**EXERCISE DIRECTIONS**: The answer must be an exact copy of every record.

[Records from a dataset]

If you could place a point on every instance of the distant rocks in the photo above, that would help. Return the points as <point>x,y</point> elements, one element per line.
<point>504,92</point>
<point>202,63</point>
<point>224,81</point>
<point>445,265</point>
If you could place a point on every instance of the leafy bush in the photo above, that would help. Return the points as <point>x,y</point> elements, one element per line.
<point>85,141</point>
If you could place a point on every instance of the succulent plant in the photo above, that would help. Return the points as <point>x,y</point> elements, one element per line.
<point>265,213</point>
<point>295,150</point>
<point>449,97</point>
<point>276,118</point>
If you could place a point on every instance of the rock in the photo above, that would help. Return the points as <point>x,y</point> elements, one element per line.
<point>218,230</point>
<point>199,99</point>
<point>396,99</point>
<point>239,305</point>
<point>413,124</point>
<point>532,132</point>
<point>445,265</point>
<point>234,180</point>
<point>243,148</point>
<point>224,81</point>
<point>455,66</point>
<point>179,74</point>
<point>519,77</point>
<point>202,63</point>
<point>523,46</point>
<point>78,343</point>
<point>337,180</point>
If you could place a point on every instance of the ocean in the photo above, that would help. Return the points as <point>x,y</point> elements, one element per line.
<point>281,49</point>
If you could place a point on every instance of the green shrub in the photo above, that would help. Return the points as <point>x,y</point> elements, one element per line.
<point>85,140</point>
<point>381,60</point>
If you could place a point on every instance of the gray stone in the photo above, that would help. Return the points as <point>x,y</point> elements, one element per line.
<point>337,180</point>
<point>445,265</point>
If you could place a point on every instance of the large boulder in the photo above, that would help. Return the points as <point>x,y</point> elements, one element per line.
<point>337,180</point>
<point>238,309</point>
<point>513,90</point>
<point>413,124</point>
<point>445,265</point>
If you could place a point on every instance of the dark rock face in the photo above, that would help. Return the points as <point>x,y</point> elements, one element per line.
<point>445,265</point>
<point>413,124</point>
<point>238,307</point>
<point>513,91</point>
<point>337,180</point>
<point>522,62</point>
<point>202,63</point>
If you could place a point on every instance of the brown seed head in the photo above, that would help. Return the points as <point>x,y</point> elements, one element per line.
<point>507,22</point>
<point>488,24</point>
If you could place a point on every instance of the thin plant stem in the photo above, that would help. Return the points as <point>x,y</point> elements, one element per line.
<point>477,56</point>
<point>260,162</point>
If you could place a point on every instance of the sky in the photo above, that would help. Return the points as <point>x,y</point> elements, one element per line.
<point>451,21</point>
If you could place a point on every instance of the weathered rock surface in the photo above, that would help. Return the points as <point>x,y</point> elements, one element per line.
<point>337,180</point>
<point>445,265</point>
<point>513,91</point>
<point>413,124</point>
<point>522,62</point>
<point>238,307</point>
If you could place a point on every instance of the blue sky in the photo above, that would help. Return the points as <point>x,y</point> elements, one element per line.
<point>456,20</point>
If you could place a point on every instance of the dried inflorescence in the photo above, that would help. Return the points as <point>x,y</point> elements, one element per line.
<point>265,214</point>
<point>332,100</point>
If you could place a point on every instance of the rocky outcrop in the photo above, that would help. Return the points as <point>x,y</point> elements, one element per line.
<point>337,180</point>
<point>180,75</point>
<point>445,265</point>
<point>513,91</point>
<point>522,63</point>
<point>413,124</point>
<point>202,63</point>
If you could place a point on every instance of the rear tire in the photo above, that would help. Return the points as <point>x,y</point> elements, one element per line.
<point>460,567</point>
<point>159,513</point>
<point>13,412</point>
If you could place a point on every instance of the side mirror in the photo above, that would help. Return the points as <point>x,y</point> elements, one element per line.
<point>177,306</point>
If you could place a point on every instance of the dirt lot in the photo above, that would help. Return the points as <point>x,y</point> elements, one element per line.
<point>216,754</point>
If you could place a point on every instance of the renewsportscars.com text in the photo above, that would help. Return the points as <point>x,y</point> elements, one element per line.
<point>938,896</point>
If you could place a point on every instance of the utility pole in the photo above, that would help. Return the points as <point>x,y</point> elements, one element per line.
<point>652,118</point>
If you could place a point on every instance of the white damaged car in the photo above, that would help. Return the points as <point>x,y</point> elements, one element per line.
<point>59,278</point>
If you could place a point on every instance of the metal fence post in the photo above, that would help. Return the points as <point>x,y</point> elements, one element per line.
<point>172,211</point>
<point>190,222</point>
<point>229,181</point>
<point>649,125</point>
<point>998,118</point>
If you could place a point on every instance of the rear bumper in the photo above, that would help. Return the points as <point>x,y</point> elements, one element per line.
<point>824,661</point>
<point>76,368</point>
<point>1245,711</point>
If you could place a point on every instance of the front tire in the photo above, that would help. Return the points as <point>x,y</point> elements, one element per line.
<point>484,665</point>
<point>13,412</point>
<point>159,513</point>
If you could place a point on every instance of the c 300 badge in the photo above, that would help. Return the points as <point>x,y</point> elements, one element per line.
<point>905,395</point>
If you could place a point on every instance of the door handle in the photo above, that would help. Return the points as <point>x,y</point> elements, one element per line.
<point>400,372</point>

**WRITTEN ANSWER**:
If you could place a point on every instance of the distant rocks in the photo above, that would help. Return the points as <point>x,y</point> elements, one element per line.
<point>504,92</point>
<point>202,63</point>
<point>224,81</point>
<point>445,265</point>
If you could place a point on every instance of the leafy bush in the photo above, that would help. Return the points as <point>x,y</point> elements, one element per line.
<point>85,141</point>
If you could place a point on every instance of the succulent plant in the photo above, that would help. Return the points as <point>x,y</point> elements, one element per line.
<point>265,213</point>
<point>295,150</point>
<point>449,97</point>
<point>276,118</point>
If you could place a point on every instance of the rock in the photo above, that would help. Return the points as <point>x,y</point> elements, one element per line.
<point>218,230</point>
<point>199,99</point>
<point>396,99</point>
<point>239,305</point>
<point>413,124</point>
<point>532,132</point>
<point>445,265</point>
<point>234,180</point>
<point>243,148</point>
<point>224,81</point>
<point>455,66</point>
<point>179,74</point>
<point>519,77</point>
<point>202,63</point>
<point>523,46</point>
<point>78,343</point>
<point>337,180</point>
If you could place a point on every instance of the ocean in the photo above, that would help. Return the points as <point>x,y</point> elements, one element per line.
<point>281,49</point>
If you could place a point on every instance of the green shrub in the photo above, that would help. Return the points as <point>x,y</point> elements, one element per line.
<point>85,140</point>
<point>381,60</point>
If you could place a point on every instance of the gray stone in the photo above, that would help. Return the points as <point>x,y</point> elements, one element per line.
<point>337,180</point>
<point>445,265</point>
If you could place a point on every instance of the large boulder in the photo above, that would help. Return the points as <point>x,y</point> elements, one element per line.
<point>337,180</point>
<point>238,309</point>
<point>513,90</point>
<point>413,124</point>
<point>445,265</point>
If you could place a point on every instance of the dark rock face in the photo above, that would help. Return the points as <point>x,y</point> elements, one element per line.
<point>445,265</point>
<point>413,124</point>
<point>238,307</point>
<point>513,91</point>
<point>337,180</point>
<point>522,62</point>
<point>202,63</point>
If you could place a point on every instance of the brown seed head in the photo above, that would help. Return the points as <point>x,y</point> elements, one element per line.
<point>507,22</point>
<point>488,24</point>
If you could place a point on every instance of the thin plant stem in the photo above, that would help. Return the points as <point>x,y</point> elements, one element per line.
<point>477,56</point>
<point>260,162</point>
If you could place a point on every instance of the sky in the photo above, that would help. Return the points as <point>x,y</point> elements, one element per line.
<point>451,21</point>
If you could place a point on every instance of the weathered rock surface in the photo above, that would help. Return the points as <point>x,y</point> elements, one element per line.
<point>337,180</point>
<point>445,265</point>
<point>513,91</point>
<point>413,124</point>
<point>522,62</point>
<point>238,307</point>
If you could place a point on every instance of the blue sky in the photo above, that would help. Return the points as <point>x,y</point> elements, one element per line.
<point>456,20</point>
If you could place a point on every instance of the dried inflorescence in the photo above, that would help. Return the points as <point>x,y</point> elements, one element per line.
<point>265,214</point>
<point>332,100</point>
If you could place a point on every instance of the rocky outcrop in the photo above, that would help. Return the points as <point>x,y</point> elements, one element per line.
<point>337,180</point>
<point>180,75</point>
<point>445,265</point>
<point>513,91</point>
<point>522,63</point>
<point>413,124</point>
<point>202,63</point>
If you could place a point on every instance of the rear tire in the photo above, that would help. Return the points as <point>x,y</point> elements, one element per line.
<point>460,567</point>
<point>159,513</point>
<point>13,412</point>
If you could place a point on every instance of the side mirror in the photo above, that would help. Return the points as <point>x,y</point> elements, one element per line.
<point>177,306</point>
If you could place a point on every instance of the dirt lot in the photo above, that would help. Return the points as <point>x,y</point> elements, one element per line.
<point>216,754</point>
If you could place a point on every instance of the renewsportscars.com text in the photo above, that would help. Return the points as <point>x,y</point> elements, one element per line.
<point>938,896</point>
If you could place a point on every instance of the utility pole in the photo above, that would help. Return the points as <point>x,y</point> elements, one element per line.
<point>652,118</point>
If you could place a point on every instance of the white damaged car in the photo above, that would help. Return the points as <point>x,y</point> elements, one element per line.
<point>59,278</point>
If you could place a point on every instance of the metal fence post in the photo above, that would help. Return the points as <point>x,y</point> elements, one element per line.
<point>172,211</point>
<point>190,222</point>
<point>229,181</point>
<point>649,125</point>
<point>998,118</point>
If you could place a point on every instance of the rear bumper in the photo above, that would help. Return the points as <point>x,y</point> elements, one element per line.
<point>824,661</point>
<point>76,368</point>
<point>1245,711</point>
If you could place a point on every instance of the front tire in the photo above, that would help. Return the points as <point>x,y</point> elements, one element per line.
<point>484,665</point>
<point>13,412</point>
<point>159,513</point>
If you could place a point on every instance of the c 300 badge in the photo above, that would help. Return the points as <point>x,y</point> elements, one element per line.
<point>905,395</point>
If you could place a point on every instance of the door handle in the photo above, that would help. Return the points as <point>x,y</point> elements, one element per line.
<point>400,372</point>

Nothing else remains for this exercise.